◆ **Instructions for the task**
Format the data below as a Markdown table with the columns Row and Line. Put each line's number under Row and the line under Line, leaving out any blank lines.

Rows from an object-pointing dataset
- - - - -
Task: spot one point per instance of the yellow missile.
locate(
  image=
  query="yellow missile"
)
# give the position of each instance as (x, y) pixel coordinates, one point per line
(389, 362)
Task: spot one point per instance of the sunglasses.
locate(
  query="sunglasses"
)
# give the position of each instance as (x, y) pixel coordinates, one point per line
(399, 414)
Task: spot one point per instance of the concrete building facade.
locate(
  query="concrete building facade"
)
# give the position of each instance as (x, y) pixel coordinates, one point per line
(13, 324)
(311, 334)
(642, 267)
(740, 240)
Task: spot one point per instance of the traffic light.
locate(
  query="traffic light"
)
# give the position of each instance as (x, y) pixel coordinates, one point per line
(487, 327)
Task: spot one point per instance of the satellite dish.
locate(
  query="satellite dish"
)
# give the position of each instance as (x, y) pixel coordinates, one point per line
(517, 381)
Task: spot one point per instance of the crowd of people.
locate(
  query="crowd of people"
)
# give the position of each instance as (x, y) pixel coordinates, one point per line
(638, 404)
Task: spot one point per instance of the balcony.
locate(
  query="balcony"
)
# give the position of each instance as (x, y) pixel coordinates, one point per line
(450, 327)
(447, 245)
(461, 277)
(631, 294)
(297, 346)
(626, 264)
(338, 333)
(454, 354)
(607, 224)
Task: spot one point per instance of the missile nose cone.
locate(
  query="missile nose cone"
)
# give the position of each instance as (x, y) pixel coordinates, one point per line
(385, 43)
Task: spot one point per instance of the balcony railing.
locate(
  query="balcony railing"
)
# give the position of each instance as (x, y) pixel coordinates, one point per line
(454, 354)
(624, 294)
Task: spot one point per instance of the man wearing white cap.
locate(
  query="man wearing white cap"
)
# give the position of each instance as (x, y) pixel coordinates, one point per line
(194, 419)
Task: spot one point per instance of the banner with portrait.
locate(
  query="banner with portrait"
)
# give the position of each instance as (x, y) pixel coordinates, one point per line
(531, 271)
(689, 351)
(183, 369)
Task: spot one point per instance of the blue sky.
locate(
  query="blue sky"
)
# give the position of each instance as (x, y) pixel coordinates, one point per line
- - - - -
◆ **Written solution**
| Row | Line |
|---|---|
| 1 | Task: spot one point per instance of the yellow missile. |
| 2 | locate( |
| 3 |   image= |
| 4 |   query="yellow missile" |
| 5 | ) |
| 6 | # give the position of each instance as (x, y) pixel coordinates, one point per line |
| 7 | (389, 362) |
| 8 | Task: spot one point per instance of the sunglasses. |
| 9 | locate( |
| 10 |   query="sunglasses" |
| 11 | ) |
| 12 | # give the position of each instance as (x, y) pixel coordinates, one point per line |
| 13 | (399, 414) |
| 14 | Task: spot one point per instance of the concrete building facade. |
| 15 | locate( |
| 16 |   query="concrete building facade" |
| 17 | ) |
| 18 | # give the position of each instance as (x, y) pixel coordinates, one point per line |
| 19 | (13, 324) |
| 20 | (311, 334) |
| 21 | (642, 267) |
| 22 | (740, 240) |
| 23 | Task: spot one point per instance of the traffic light. |
| 24 | locate( |
| 25 |   query="traffic light" |
| 26 | ) |
| 27 | # give the position of each instance as (x, y) pixel coordinates, one point per line |
| 28 | (487, 327) |
| 29 | Task: spot one point per instance of the satellite dish. |
| 30 | locate( |
| 31 |   query="satellite dish" |
| 32 | ) |
| 33 | # give the position of each instance as (x, y) pixel coordinates, one point per line |
| 34 | (517, 381) |
| 35 | Task: spot one point per instance of the crowd of people. |
| 36 | locate( |
| 37 |   query="crowd of people" |
| 38 | ) |
| 39 | # give the position of each instance as (x, y) pixel coordinates, one point per line |
| 40 | (638, 404) |
| 41 | Task: spot one point per instance of the balcony. |
| 42 | locate( |
| 43 |   query="balcony" |
| 44 | ) |
| 45 | # give the position of each instance as (x, y) pixel coordinates, one point per line |
| 46 | (450, 327) |
| 47 | (447, 245) |
| 48 | (461, 277) |
| 49 | (631, 294) |
| 50 | (297, 346) |
| 51 | (626, 264) |
| 52 | (338, 333) |
| 53 | (454, 354) |
| 54 | (607, 224) |
| 55 | Task: spot one point per instance of the missile nose cone. |
| 56 | locate( |
| 57 |   query="missile nose cone" |
| 58 | ) |
| 59 | # give the position of each instance as (x, y) pixel coordinates, one point per line |
| 60 | (385, 43) |
| 61 | Task: spot one point per instance of the balcony railing. |
| 62 | locate( |
| 63 |   query="balcony railing" |
| 64 | ) |
| 65 | # give the position of each instance as (x, y) pixel coordinates, one point per line |
| 66 | (454, 354) |
| 67 | (624, 294) |
| 68 | Task: spot one point per instance of the man wearing white cap. |
| 69 | locate( |
| 70 |   query="man wearing white cap" |
| 71 | ) |
| 72 | # give the position of each instance as (x, y) pixel coordinates, one point per line |
| 73 | (194, 419) |
| 74 | Task: spot one point per instance of the banner with portrait. |
| 75 | locate( |
| 76 |   query="banner with portrait" |
| 77 | ) |
| 78 | # give the position of each instance as (x, y) pixel coordinates, one point per line |
| 79 | (531, 271) |
| 80 | (689, 351) |
| 81 | (183, 369) |
| 82 | Task: spot one point per instance of the blue sky. |
| 83 | locate( |
| 84 |   query="blue sky" |
| 85 | ) |
| 86 | # give the position of each instance as (x, y) pixel coordinates, one point per line |